* _EXERCISE INSTRUCTIONS_
Type out all the records word for word. Any pictures are to be left out.

* _SUPPLIED INFORMATION_

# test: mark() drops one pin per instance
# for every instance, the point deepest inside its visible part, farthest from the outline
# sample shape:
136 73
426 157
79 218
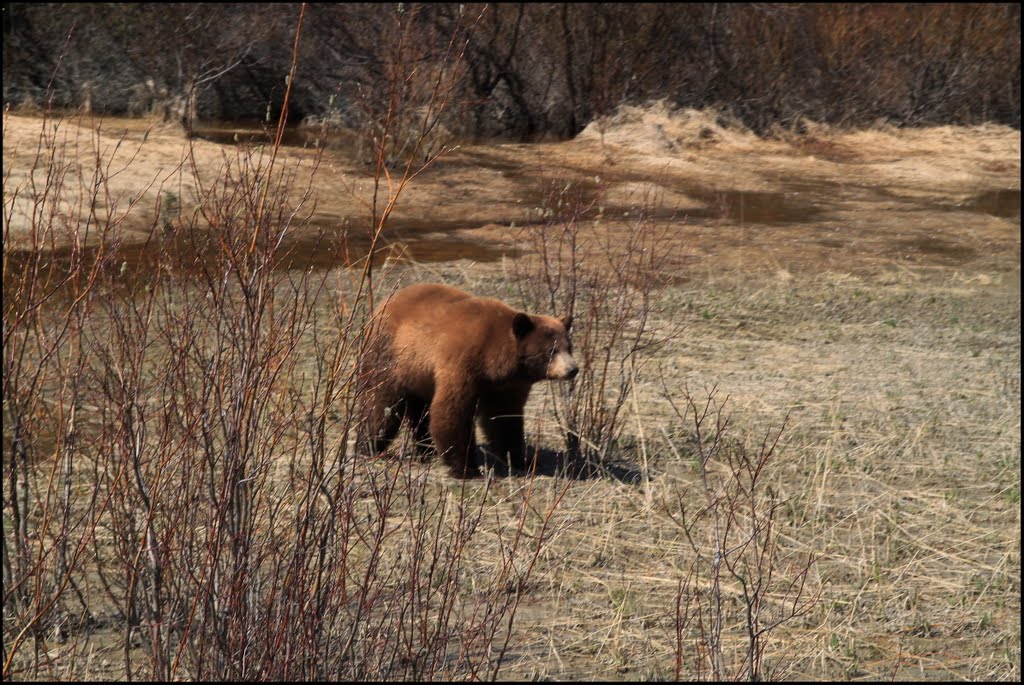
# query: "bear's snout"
562 368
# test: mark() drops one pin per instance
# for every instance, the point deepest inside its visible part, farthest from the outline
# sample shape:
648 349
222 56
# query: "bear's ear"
521 325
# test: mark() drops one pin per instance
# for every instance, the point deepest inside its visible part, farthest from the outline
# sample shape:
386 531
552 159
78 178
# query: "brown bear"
439 357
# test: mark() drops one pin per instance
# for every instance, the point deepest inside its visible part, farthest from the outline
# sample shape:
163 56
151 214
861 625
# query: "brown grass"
895 359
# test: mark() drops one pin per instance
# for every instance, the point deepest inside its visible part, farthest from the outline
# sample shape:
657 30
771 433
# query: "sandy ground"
865 284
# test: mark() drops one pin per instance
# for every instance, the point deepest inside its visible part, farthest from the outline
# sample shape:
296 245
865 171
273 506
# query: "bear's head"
545 348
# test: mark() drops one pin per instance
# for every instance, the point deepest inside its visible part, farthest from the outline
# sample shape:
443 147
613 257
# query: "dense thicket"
527 69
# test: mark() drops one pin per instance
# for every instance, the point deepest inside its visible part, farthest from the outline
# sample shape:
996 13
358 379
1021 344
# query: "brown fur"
438 357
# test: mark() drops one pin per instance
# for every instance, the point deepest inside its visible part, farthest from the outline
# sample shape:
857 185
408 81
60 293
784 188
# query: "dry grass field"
844 304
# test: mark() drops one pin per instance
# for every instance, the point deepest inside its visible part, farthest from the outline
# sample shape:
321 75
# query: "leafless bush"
178 471
739 588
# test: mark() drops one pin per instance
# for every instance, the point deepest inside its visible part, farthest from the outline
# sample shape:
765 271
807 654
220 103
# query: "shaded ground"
864 284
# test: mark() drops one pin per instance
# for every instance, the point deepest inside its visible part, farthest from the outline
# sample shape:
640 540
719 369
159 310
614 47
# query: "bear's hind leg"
419 423
381 420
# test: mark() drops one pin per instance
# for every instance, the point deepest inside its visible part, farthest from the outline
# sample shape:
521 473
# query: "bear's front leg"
452 414
501 419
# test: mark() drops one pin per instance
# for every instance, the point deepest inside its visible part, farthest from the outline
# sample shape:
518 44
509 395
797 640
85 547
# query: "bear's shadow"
544 462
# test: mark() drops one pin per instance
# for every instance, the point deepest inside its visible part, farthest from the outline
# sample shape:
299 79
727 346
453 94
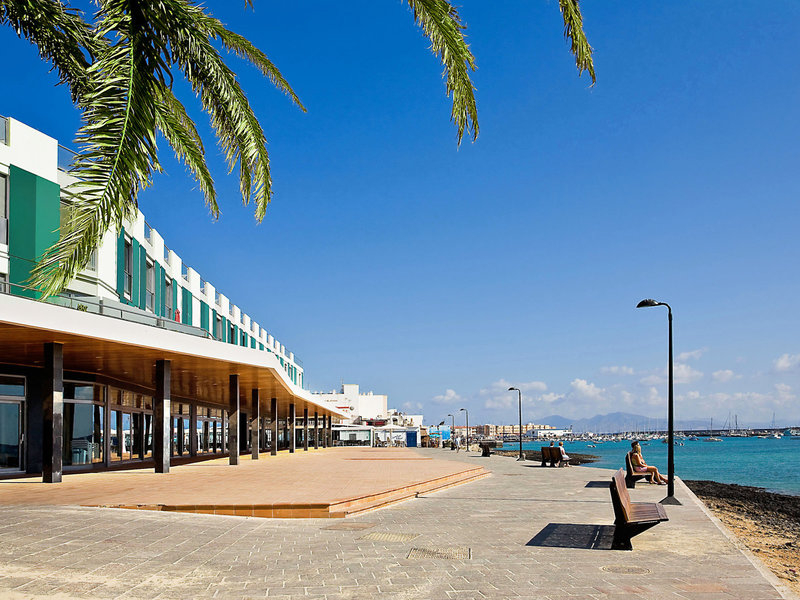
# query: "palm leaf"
573 31
441 23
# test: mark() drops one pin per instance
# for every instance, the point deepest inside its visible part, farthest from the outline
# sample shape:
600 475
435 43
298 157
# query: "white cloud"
551 397
585 390
502 386
617 370
449 397
652 380
784 392
787 362
685 374
691 355
413 406
724 376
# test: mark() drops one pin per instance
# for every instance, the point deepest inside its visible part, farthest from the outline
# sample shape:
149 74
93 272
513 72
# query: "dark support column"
273 408
233 420
255 422
161 416
53 413
329 431
192 430
305 430
292 428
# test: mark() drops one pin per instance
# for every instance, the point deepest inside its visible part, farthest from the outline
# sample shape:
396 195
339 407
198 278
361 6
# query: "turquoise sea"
769 463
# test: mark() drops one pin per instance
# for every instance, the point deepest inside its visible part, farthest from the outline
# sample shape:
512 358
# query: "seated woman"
642 467
564 455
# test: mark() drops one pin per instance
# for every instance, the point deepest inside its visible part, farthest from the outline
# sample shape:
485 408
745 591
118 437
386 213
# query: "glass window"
12 386
83 434
151 286
168 299
3 209
128 267
10 430
83 391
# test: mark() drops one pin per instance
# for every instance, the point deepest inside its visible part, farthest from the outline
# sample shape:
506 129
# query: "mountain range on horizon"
622 421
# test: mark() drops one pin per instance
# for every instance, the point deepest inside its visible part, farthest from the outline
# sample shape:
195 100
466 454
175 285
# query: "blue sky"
441 275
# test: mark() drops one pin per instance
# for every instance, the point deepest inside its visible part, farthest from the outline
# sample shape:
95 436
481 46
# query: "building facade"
140 359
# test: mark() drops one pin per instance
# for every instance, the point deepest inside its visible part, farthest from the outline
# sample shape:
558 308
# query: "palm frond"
442 25
118 153
61 35
573 31
179 130
238 131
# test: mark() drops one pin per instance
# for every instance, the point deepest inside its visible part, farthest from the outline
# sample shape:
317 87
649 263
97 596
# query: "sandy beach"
768 524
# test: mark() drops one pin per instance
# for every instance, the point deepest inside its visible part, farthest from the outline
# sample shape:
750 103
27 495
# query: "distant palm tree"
119 67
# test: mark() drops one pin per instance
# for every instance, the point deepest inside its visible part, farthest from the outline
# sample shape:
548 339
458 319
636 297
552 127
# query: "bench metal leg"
623 534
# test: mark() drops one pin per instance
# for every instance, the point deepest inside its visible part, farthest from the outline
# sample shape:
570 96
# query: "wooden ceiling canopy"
202 379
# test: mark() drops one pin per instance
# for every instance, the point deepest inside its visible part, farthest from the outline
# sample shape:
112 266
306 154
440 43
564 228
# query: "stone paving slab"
77 552
300 479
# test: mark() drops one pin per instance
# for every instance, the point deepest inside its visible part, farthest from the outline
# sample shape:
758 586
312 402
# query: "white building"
355 404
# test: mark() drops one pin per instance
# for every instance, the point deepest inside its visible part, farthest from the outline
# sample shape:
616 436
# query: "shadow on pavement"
571 535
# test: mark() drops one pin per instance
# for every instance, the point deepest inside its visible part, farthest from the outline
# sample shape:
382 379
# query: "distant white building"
355 404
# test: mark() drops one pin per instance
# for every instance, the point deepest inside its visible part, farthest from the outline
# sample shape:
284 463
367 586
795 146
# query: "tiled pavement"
106 553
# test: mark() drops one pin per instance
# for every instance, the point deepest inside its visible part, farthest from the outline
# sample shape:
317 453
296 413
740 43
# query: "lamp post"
452 433
670 499
466 412
521 455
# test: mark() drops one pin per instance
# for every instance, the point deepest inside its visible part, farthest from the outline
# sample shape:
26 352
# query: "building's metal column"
292 428
274 414
161 416
305 430
53 413
192 430
255 422
233 420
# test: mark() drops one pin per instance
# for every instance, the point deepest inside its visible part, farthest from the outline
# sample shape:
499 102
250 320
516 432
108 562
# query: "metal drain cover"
377 536
456 552
347 526
626 570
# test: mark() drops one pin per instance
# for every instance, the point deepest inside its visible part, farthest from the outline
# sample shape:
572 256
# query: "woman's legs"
655 476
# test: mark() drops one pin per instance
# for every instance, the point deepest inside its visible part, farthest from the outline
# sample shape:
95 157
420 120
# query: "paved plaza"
523 532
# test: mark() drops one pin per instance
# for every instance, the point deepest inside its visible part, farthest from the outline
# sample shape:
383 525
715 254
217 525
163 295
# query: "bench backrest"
619 495
629 465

* _SOLUTION TO THE PROBLEM_
# test: mark() drops one pin per instance
# for every instance, the point deepest inside its visible part, farthest from the outline
# sample shape:
136 73
426 157
79 218
# query: "bear's snout"
562 368
# test: mark() drops one pin per instance
# for every instance, the point deepest inside its visible part, farthest from the outline
# sample shape:
648 349
222 56
# query: "bear's ear"
521 325
# test: mark() drops one pin per instance
# for every instance, the point deepest inside its visible part, farthest from the outline
# sample shape:
386 531
552 159
78 178
# query: "brown bear"
439 357
# test: mark() drops one pin per instance
# for every instance, the point deepest inside its visible part, farthest from the outline
# sample shape:
163 56
151 214
861 625
# query: "brown grass"
895 359
# test: mark() drops one pin per instance
# for every instance, the point deepest inside its visible part, farthest from the outline
# sample shape:
657 30
771 433
# query: "sandy ground"
865 284
# test: mark() drops one pin per instance
# for every instance, the point deepest inside its visible part, farthest from the outline
# sample shape:
296 245
865 171
273 506
# query: "bear's head"
545 348
# test: mark() drops one pin per instance
# for every instance, the point deepest inside its visible part, farthest from the outline
# sample shape:
443 147
613 257
# query: "dense thicket"
527 69
# test: mark() drops one pin per instance
# for every instance, the point deepest inside its visible part, farthest from the outline
# sample shape:
996 13
358 379
1021 344
# query: "brown fur"
438 357
# test: mark() drops one pin per instance
# for every instance, the point deepest inside its visible part, farthest from the outline
# sample shape:
857 185
408 81
60 293
784 188
# query: "dry grass field"
844 304
# test: mark() drops one pin per instance
# for every instance, the point deepest inside its visible part, farthest from the outline
# sample shape:
321 75
# query: "leafless bush"
178 471
739 588
# test: mark() drops one pin per instance
# for every instance, the point deepest inside its visible part, farthest from the outline
# sample shape:
765 271
807 654
220 103
# query: "shaded ground"
864 284
# test: mark() drops one pin per instance
# for every instance, the point deepest inside its visible part, farthest from the outline
# sample shape:
640 540
719 369
159 310
614 47
# query: "bear's hind leg"
419 423
381 420
# test: mark() drops one pin per instance
# for every instance, the point deepest inside its visible part, farthest from the outline
# sample shape:
521 473
# query: "bear's front leg"
452 414
501 419
# test: mark() drops one pin per instance
# for every instance, the point deepest inside its visible part, farthest from the outline
# sample shape:
518 44
509 395
797 640
85 547
# query: "bear's shadow"
544 462
# test: mark() drops one pin per instance
# for every instance, the point deepest inside its visible part, farthest from the outline
# sample shape:
299 79
727 346
453 94
# query: "palm leaf"
573 31
441 23
# test: mark() drops one pin per instance
# for every instance, the point deepest inside its visible part, farthest from the outline
# sample shape:
600 475
435 43
298 157
# query: "white cloud"
551 397
585 390
502 386
617 370
449 397
652 380
784 392
787 362
685 374
691 355
413 406
724 376
# test: mark() drops one pin per instance
# for every instance, the point deepest inside its visible part, farthest from the outline
# sample shape:
149 74
93 272
513 72
# query: "dark support column"
273 408
233 420
255 422
161 416
53 413
329 431
192 430
305 430
292 428
# test: mark() drops one pin per instance
# for every instance, the point deepest inside its visible part, farthest from the outline
# sample shape:
396 195
339 407
198 278
361 6
# query: "turquoise sea"
769 463
# test: mark() drops one pin per instance
# for every instance, the point deepest inside its visible part, farthest from the outline
# sample shape:
512 358
# query: "seated woman"
642 467
564 455
# test: mark() drops one pin per instance
# for every instance, the point deepest inside its visible part, farthest from the outline
# sample shape:
485 408
745 591
118 437
386 213
# query: "glass window"
12 386
83 434
151 286
168 299
3 209
128 267
10 430
83 391
# test: mark() drops one pin per instance
# for every instance, the point deepest inside its visible part, farthest from the outline
# sample shape:
506 129
# query: "mountain range on horizon"
622 421
# test: mark() drops one pin per instance
# for every instance, the point deepest inside its visible part, farthest from the outline
# sample shape:
195 100
466 454
175 285
# query: "blue sky"
441 275
# test: mark() drops one pin per instance
# for every instance, the point deepest inside its visible part, farthest from the outline
# sample shape:
95 436
481 46
# query: "building facade"
140 359
# test: mark() drops one pin per instance
# for every instance, the point deepest inside its visible part, farthest from the outline
# sample shape:
558 308
# query: "palm frond"
442 25
118 153
61 35
573 31
179 130
238 131
# test: mark() drops one pin per instance
# for every instance, the point deepest inside its visible part, farthest from the outline
# sample shape:
317 87
649 263
97 596
# query: "sandy beach"
768 524
# test: mark() drops one pin per instance
# for every instance, the point deepest inside its visible part, farthest from the outline
# sample shape:
750 103
27 495
# query: "distant palm tree"
119 67
# test: mark() drops one pin per instance
# for every instance, the point deepest inside its visible part, farthest from the outline
# sample shape:
548 339
458 319
636 297
552 127
# query: "bench metal leg"
623 534
# test: mark() drops one pin per instance
# for every instance, the point deepest inside its visible part, farthest from the outline
# sample shape:
570 96
# query: "wooden ceiling canopy"
202 379
# test: mark() drops one pin per instance
# for every instance, the point deepest inside its visible part, farthest from the outline
# sample shape:
112 266
306 154
440 43
564 228
# query: "stone paving slab"
77 552
300 479
# test: mark() drops one pin per instance
# for every instance, the point deepest inside its visible part, farthest from the outline
# sample shape:
758 586
312 402
# query: "white building"
355 404
# test: mark() drops one pin per instance
# for every instance, the point deepest inside its visible part, farthest from the outline
# sample shape:
616 436
# query: "shadow on pavement"
571 535
# test: mark() drops one pin per instance
# for every instance, the point deepest inside its visible part, farthest from the outline
# sample shape:
382 379
# query: "distant white building"
355 404
# test: mark() drops one pin per instance
# for every instance, the point deepest inside its visible part, farthest from the outline
# sample shape:
284 463
367 586
795 146
# query: "tiled pavement"
106 553
# test: mark() drops one pin per instance
# for every instance, the point deepest inside its visible part, farthest from the outline
# sample shape:
317 453
296 413
740 43
# query: "lamp post"
452 433
670 499
466 412
521 455
# test: mark() drops one pin per instance
# for every instance, the point deepest inside its visible part, farthest from the outline
# sample shape:
26 352
# query: "building's metal column"
292 428
274 414
161 416
305 430
53 413
192 430
255 422
233 420
# test: mark() drops one pin per instance
# for every instance, the point deepest inside its visible part, farthest from the outline
# sample shape:
499 102
250 320
516 432
108 562
# query: "metal drain cover"
377 536
456 552
347 526
626 570
# test: mark() drops one pin per instance
# for every instance, the point deepest inside its visible part, farthest from the outline
# sample shape:
572 256
# query: "woman's legs"
655 476
# test: mark() drops one pin per instance
# for every instance, the point deepest inside its visible part, farthest from the outline
# sample shape:
95 157
420 120
# query: "paved plaza"
523 532
# test: mark() drops one pin per instance
# for every instance, the point deepest inside its visible part, farthest from the outline
# sample shape:
383 525
715 254
217 525
163 295
# query: "bench backrest"
619 495
629 465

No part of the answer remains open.